Leprosy peaked in the United States in the early 1980s before tapering out by the year 2000.

Over the last decade, the number of locally acquired cases has doubled in southeastern states, with Florida accounting for about a fifth of the cases reported nationwide.

Daniel M. Parker, PhD, an associate professor of population health and disease prevention in the program in public health at the University of California, Irvine, said it’s not entirely clear what’s driving the increase in cases in Florida.

Though the number of cases remains low in the country, the recent trend is concerning to public health experts.

“Globally, cases have been decreasing in recent decades, so this pattern is worrisome and may indicate some underlying public health or socioeconomic problems,” Parker told Healthline.

According to the CDC, transmission of leprosy is not fully understood.

It’s believed to predominantly spread through prolonged close contact with infected individuals, exposure to infected armadillos, and travel to leprosy-endemic countries.

• _Problem A_
According to the leprosy text, when did leprosy peak in the United States?
• _Problem B_
Rewrite the leprosy text starting with "Over the last" and going on through "not fully understood.", switching "concerning" to "alarming".
The material after this is separate from the leprosy text.

• _Dataset entries_
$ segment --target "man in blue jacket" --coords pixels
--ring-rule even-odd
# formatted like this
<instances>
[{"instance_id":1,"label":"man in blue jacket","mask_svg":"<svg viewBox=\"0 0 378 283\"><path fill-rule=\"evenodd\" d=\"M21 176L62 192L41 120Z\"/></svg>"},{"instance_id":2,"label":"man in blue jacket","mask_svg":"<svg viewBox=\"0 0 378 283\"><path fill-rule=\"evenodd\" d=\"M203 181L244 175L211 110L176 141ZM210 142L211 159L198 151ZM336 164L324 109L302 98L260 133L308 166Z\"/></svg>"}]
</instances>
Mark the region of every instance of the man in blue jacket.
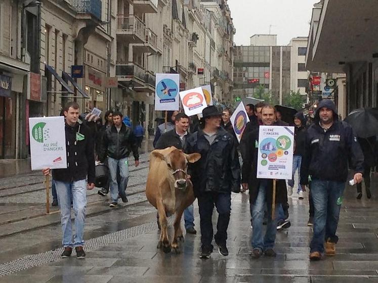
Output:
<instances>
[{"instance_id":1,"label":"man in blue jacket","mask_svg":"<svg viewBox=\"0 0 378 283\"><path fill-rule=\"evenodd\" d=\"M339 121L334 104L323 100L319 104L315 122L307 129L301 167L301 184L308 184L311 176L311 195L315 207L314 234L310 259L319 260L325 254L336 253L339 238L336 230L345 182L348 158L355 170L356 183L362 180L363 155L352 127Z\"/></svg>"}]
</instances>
---
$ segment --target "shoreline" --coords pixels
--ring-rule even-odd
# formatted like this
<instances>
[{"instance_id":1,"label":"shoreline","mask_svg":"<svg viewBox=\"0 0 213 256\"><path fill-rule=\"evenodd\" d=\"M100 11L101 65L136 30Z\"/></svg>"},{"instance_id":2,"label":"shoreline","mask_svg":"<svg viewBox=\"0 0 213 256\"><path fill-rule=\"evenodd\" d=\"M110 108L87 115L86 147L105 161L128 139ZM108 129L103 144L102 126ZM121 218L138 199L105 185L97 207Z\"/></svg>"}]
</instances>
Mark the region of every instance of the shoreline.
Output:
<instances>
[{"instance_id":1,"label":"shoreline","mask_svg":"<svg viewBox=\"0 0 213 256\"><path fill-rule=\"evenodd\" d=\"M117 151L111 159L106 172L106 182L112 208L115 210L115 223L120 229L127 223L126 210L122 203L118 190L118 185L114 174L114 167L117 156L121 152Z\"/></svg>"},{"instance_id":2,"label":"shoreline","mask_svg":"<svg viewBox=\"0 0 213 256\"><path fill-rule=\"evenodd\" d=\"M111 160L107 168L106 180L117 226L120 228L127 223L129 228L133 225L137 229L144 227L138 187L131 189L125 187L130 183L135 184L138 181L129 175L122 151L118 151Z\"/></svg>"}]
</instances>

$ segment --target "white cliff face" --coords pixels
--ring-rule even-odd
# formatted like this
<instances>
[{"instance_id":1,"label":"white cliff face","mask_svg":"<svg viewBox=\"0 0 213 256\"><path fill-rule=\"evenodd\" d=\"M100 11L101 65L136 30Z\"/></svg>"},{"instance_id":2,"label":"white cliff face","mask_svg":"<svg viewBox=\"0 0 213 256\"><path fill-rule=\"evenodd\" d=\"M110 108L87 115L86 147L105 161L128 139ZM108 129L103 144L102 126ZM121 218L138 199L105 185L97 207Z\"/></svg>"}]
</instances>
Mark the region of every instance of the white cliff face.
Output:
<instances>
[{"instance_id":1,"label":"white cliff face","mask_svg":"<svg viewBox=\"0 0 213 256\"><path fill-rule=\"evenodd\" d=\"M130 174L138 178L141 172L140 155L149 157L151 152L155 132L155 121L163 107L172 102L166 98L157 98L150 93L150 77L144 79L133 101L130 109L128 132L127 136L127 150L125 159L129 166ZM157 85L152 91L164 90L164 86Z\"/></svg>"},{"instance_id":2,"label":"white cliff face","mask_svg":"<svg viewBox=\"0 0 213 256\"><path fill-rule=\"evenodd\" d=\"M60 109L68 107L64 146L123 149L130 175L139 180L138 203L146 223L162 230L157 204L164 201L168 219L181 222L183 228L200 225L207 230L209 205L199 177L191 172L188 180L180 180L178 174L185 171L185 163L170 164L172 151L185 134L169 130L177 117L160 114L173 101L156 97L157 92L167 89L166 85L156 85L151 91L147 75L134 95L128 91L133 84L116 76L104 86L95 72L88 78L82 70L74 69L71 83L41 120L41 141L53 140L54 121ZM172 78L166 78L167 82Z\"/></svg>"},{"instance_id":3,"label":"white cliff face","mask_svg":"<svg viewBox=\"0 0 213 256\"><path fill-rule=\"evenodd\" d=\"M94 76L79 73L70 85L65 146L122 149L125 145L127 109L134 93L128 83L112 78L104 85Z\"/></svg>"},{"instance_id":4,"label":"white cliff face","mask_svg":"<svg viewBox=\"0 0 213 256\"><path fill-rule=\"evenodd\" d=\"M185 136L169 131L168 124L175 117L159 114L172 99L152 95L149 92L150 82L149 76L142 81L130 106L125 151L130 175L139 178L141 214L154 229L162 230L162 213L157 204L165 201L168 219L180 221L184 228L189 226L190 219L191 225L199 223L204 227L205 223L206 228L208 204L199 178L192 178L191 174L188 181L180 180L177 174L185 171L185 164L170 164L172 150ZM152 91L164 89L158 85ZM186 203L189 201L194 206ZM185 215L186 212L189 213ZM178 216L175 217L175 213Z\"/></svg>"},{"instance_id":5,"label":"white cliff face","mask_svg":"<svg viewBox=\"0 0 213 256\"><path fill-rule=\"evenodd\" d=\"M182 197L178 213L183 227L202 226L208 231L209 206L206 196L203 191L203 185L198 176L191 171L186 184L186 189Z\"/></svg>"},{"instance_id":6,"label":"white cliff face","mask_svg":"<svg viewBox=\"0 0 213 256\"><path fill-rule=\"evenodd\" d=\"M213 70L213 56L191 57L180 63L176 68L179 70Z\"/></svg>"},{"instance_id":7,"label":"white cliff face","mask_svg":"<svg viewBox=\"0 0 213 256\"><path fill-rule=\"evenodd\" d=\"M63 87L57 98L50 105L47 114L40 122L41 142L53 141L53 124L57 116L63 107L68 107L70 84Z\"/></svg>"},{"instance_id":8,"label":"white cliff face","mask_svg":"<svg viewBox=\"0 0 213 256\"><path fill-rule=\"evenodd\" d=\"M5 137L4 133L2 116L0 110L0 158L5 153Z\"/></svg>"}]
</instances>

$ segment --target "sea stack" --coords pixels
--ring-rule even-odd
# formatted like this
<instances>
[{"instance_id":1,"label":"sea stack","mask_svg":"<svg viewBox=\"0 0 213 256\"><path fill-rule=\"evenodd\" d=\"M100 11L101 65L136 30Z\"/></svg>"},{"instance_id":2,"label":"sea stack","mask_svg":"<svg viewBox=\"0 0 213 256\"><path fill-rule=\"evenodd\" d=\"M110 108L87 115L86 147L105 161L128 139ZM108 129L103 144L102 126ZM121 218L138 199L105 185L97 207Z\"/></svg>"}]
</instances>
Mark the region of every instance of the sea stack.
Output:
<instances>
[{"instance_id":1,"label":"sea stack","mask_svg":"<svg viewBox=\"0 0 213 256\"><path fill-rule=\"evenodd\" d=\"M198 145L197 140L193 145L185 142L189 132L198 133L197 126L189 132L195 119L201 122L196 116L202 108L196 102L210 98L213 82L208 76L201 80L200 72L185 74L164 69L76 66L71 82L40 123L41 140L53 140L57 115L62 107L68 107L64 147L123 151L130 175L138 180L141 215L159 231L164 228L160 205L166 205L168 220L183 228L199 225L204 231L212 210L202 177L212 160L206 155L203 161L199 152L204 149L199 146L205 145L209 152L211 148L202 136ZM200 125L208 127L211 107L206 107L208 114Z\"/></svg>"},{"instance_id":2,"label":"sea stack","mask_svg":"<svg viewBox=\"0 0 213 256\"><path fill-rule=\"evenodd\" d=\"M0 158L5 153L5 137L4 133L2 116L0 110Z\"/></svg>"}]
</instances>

• _Written reply A_
In the early 1980s.

• _Written reply B_
Over the last decade, the number of locally acquired cases has doubled in southeastern states, with Florida accounting for about a fifth of the cases reported nationwide.

Daniel M. Parker, PhD, an associate professor of population health and disease prevention in the program in public health at the University of California, Irvine, said it’s not entirely clear what’s driving the increase in cases in Florida.

Though the number of cases remains low in the country, the recent trend is alarming to public health experts.

“Globally, cases have been decreasing in recent decades, so this pattern is worrisome and may indicate some underlying public health or socioeconomic problems,” Parker told Healthline.

According to the CDC, transmission of leprosy is not fully understood.